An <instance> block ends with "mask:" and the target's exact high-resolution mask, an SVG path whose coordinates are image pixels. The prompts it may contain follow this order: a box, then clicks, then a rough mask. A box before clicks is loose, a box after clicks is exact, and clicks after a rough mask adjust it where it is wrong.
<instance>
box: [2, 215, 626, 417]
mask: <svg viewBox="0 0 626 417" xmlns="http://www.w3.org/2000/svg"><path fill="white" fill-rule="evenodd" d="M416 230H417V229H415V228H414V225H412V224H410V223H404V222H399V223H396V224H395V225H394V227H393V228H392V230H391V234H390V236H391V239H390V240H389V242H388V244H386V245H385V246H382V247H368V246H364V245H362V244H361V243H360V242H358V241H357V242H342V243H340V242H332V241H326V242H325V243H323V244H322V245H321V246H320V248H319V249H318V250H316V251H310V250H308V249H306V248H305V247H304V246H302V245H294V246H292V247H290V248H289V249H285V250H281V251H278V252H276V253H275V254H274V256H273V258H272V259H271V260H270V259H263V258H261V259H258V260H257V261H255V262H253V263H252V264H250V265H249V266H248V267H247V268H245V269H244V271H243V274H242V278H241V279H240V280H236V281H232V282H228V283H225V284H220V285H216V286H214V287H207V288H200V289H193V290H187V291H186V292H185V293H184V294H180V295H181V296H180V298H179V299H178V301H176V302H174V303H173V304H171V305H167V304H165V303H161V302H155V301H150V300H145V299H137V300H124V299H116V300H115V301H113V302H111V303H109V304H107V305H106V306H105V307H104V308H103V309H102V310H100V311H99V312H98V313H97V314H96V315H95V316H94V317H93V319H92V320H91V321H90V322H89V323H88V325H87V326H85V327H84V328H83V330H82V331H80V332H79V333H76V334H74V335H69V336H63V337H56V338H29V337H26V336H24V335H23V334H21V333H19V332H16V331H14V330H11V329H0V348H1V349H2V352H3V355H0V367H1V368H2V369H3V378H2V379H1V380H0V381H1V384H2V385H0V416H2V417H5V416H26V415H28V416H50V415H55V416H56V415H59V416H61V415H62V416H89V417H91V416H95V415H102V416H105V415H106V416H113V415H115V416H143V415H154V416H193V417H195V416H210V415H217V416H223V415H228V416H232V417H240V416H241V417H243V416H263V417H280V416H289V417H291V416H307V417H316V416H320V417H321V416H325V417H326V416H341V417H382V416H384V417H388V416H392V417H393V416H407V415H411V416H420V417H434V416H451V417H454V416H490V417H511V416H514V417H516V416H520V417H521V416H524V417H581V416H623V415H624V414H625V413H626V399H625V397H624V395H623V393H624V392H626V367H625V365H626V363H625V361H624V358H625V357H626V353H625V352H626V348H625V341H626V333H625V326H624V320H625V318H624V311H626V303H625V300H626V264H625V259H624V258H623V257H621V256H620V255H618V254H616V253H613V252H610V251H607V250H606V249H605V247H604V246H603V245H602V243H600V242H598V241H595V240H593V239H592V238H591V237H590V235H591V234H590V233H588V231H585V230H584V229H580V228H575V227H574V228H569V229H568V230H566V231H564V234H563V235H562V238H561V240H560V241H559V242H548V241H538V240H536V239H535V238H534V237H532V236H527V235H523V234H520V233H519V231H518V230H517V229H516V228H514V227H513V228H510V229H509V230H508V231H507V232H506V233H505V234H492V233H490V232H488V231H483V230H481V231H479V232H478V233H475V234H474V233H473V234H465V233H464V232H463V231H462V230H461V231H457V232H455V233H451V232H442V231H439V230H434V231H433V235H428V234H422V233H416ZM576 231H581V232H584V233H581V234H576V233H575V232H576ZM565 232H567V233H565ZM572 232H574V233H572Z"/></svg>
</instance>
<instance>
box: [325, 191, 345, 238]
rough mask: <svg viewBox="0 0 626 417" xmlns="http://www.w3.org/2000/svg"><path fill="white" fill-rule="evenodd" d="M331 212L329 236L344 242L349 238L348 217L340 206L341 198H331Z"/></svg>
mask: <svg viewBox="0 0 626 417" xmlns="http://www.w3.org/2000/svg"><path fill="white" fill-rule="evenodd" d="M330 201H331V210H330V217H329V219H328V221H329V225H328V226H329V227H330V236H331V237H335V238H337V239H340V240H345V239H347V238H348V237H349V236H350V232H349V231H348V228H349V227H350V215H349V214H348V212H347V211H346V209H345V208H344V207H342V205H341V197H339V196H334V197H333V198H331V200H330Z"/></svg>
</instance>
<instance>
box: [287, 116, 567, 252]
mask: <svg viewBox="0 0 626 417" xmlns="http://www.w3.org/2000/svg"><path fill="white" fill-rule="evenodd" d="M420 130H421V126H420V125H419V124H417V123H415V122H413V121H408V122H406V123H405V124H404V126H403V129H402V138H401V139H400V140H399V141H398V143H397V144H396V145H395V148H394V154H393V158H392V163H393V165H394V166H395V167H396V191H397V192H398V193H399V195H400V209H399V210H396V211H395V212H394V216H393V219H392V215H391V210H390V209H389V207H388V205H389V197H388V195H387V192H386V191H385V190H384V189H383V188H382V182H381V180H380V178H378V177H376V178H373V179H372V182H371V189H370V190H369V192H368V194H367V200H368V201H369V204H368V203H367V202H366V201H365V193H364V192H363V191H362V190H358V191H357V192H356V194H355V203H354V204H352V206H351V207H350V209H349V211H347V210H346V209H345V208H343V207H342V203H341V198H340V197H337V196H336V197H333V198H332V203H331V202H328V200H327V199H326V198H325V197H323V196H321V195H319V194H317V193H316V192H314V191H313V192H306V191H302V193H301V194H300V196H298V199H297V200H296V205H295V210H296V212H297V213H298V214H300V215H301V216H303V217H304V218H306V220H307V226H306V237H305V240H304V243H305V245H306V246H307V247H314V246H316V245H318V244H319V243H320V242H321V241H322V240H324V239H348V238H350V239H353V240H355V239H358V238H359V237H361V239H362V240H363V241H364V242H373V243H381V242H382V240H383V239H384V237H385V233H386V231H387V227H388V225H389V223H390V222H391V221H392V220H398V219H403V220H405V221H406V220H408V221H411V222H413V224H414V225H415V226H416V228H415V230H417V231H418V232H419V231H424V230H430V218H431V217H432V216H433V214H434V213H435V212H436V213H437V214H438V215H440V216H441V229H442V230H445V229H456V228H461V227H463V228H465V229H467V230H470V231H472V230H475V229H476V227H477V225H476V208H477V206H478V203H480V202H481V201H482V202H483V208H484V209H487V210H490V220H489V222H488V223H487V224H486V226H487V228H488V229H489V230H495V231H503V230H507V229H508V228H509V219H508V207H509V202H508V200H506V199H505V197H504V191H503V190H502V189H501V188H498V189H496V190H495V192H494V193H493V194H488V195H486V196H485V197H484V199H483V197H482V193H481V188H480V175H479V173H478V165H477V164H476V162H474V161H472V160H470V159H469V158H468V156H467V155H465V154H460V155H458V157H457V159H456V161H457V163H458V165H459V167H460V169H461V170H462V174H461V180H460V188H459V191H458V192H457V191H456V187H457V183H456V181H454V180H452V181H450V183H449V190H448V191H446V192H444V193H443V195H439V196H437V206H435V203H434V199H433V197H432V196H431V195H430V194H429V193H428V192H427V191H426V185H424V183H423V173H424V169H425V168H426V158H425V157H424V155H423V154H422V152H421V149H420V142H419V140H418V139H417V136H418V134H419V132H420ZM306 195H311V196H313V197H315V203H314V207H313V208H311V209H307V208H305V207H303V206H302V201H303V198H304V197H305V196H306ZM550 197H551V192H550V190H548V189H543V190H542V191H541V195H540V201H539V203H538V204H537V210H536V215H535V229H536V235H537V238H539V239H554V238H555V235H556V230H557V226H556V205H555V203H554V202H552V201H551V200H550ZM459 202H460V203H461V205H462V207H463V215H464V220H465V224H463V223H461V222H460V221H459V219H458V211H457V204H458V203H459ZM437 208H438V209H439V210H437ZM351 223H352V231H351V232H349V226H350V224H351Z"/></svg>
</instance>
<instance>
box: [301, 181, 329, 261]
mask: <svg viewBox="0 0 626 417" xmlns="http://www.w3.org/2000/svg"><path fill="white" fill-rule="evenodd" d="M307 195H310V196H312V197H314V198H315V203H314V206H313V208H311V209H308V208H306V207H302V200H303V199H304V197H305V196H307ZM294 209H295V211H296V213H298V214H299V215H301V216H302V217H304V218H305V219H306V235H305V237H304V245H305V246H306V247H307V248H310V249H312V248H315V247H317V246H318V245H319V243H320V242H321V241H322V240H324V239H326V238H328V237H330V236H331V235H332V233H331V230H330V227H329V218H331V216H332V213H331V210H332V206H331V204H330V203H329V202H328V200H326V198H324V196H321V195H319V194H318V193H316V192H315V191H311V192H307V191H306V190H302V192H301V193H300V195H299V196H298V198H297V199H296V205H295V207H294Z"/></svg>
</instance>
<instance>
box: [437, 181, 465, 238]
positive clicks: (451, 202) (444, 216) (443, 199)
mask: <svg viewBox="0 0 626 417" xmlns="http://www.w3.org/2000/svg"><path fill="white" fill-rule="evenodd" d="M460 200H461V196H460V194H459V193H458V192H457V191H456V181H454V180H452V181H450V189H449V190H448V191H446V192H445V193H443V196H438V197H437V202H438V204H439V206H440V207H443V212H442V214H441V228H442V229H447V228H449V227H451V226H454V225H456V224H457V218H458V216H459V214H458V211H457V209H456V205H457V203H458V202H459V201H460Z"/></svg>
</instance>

Directions for this task> Copy out every line of the records that the string "clicks" appears in.

Response to this exercise>
An <instance> block ends with "mask:" and the target's exact high-resolution mask, an SVG path whose coordinates are image pixels. The prompts it may contain follow this order: a box, then clicks, then a rough mask. A box before clicks is loose, a box after clicks is exact, and clicks after a rough mask adjust it where it is wrong.
positive clicks: (451, 202) (444, 216) (443, 199)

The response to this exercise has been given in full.